Saved entries
********************

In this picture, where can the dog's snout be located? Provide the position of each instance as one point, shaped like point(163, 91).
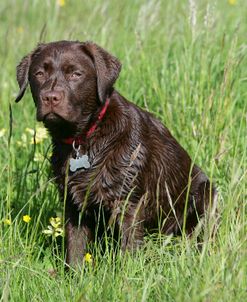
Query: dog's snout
point(52, 97)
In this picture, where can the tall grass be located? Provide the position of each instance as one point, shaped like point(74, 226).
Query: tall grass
point(185, 61)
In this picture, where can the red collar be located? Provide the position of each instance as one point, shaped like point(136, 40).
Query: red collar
point(79, 139)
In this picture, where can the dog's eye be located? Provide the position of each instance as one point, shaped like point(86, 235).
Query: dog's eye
point(75, 75)
point(39, 74)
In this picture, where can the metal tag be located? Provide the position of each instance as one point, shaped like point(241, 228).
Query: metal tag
point(78, 162)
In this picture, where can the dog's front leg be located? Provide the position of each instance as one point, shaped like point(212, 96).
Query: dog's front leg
point(78, 234)
point(131, 226)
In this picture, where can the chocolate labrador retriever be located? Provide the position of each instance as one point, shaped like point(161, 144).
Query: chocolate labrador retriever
point(115, 163)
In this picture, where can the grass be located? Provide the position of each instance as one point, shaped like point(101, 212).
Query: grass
point(192, 75)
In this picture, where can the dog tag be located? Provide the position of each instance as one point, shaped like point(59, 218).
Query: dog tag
point(78, 162)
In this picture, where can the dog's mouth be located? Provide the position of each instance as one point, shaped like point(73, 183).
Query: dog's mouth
point(52, 117)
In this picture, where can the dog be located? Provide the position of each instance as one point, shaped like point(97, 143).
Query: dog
point(115, 163)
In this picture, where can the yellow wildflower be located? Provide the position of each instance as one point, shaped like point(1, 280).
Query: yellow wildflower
point(20, 29)
point(61, 2)
point(2, 132)
point(55, 228)
point(55, 222)
point(26, 218)
point(7, 221)
point(88, 258)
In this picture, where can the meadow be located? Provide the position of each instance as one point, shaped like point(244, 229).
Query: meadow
point(184, 61)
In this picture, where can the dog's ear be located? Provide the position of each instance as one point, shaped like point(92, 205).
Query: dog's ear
point(107, 68)
point(22, 71)
point(22, 75)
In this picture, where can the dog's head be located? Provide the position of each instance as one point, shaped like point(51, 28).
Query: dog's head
point(68, 80)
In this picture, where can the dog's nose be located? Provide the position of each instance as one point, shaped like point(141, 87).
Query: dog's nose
point(51, 97)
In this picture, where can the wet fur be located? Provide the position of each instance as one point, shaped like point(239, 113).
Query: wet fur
point(132, 155)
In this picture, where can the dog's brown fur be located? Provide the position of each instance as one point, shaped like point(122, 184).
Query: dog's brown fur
point(133, 156)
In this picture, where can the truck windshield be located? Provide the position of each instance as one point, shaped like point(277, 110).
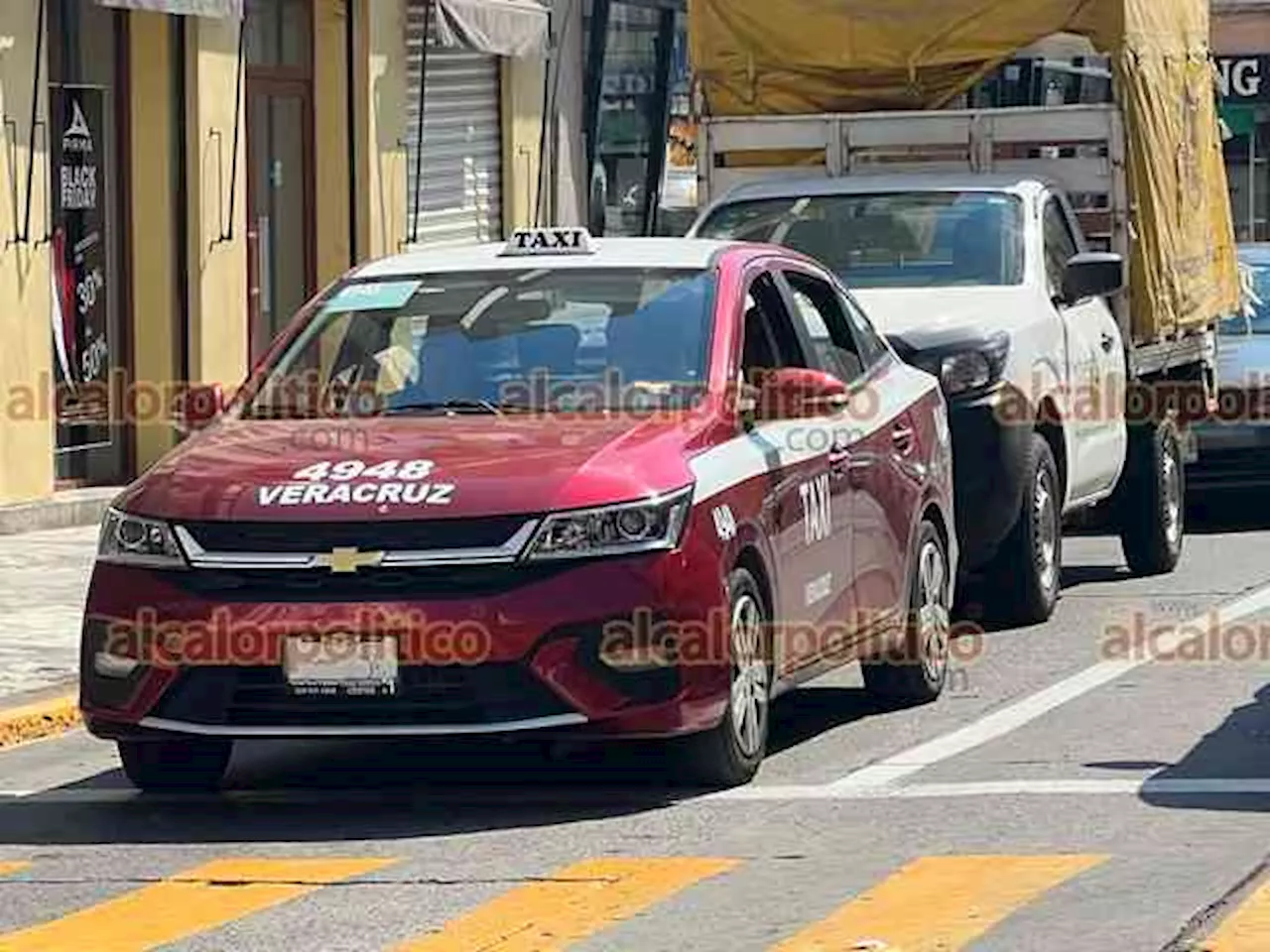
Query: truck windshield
point(1255, 318)
point(902, 239)
point(531, 339)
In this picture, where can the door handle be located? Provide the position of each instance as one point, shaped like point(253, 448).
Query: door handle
point(902, 436)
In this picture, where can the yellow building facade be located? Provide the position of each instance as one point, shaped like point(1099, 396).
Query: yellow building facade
point(175, 186)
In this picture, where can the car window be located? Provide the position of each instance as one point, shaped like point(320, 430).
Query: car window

********************

### YOUR INSTRUCTIONS
Copy every record above exactly, leaving out the pictures.

### SOLUTION
In this picture, where can the dog's snout be located? Provide the position of each instance as one point, shaped like point(163, 91).
Query: dog's snout
point(52, 97)
In this picture, where can the tall grass be located? Provide the position of each instance as one point, shaped like point(74, 226).
Query: tall grass
point(185, 61)
In this picture, where can the red collar be located? Provide the position of each instance as one point, shaped like point(136, 40).
Query: red collar
point(79, 139)
In this picture, where can the dog's eye be located? Provide the position of each instance as one point, shaped like point(86, 235).
Query: dog's eye
point(75, 75)
point(39, 74)
In this picture, where can the metal tag be located? Provide the position of each instance as one point, shaped like point(241, 228).
Query: metal tag
point(78, 162)
In this picture, where can the dog's front leg be located? Provide the position of each instance as one point, shaped like point(212, 96).
Query: dog's front leg
point(78, 234)
point(131, 226)
In this picture, where can the chocolate labrador retriever be located? Provide the position of each instance as one point, shaped like point(161, 144).
Query: chocolate labrador retriever
point(115, 163)
In this picture, where can the grass be located? Provide the position of each instance as one point, shaped like point(101, 212).
Query: grass
point(192, 75)
In this picture, where can the dog tag be located? Provide the position of each instance as one point, shaped like point(59, 218).
Query: dog tag
point(78, 162)
In this picture, where can the dog's mouth be located? Provide the position of each instance as one point, shaped like point(73, 183).
Query: dog's mouth
point(52, 117)
In this picture, where can the dog be located? Provide the position of each instance as one point, shaped like point(97, 143).
Query: dog
point(115, 163)
In this picture, where can the yellow wildflower be located? Provide the position of each instance as one point, shaped like point(1, 280).
Query: yellow wildflower
point(20, 29)
point(61, 2)
point(2, 132)
point(55, 228)
point(55, 222)
point(26, 218)
point(7, 221)
point(88, 258)
In this picture, where can the meadow be located? Provide the position of each instance as one point, shaped like point(244, 229).
Query: meadow
point(184, 61)
In this picture, where can the dog's ear be located? Provide the position of each instance as one point, shaped like point(92, 205).
Query: dog's ear
point(107, 68)
point(22, 71)
point(22, 75)
In this picture, where can the dog's head be located? Provide the position of each instance as one point, shaped like point(51, 28).
Query: dog's head
point(68, 80)
In this picture, where can the dog's nose be located? Provide the position of each instance as one point, shaped like point(141, 87).
Query: dog's nose
point(51, 97)
In this picture, where can the wet fur be located? Provide the position of each instance as one point, shaped like point(239, 113).
Query: wet fur
point(132, 155)
In this picture, where can the dog's brown fur be located? Provide the position of each instance as one point, shaped like point(122, 184).
Query: dog's brown fur
point(133, 156)
In this picture, where can the truck windshield be located? Provide the position of each instance as one point, shaped like point(277, 110).
Query: truck windshield
point(1255, 318)
point(902, 239)
point(531, 339)
In this picture, where can the door handle be located? Provide the position of each instance as one point, shaped like point(253, 448).
Query: door handle
point(902, 436)
In this picture, where can the yellow building facade be located? Provide the position of each instance as one point, shaped like point(1099, 396).
Query: yellow building facade
point(175, 186)
In this picture, where can the car window be located? Provide the position of each instance as one point, shaped like point(320, 430).
Query: car window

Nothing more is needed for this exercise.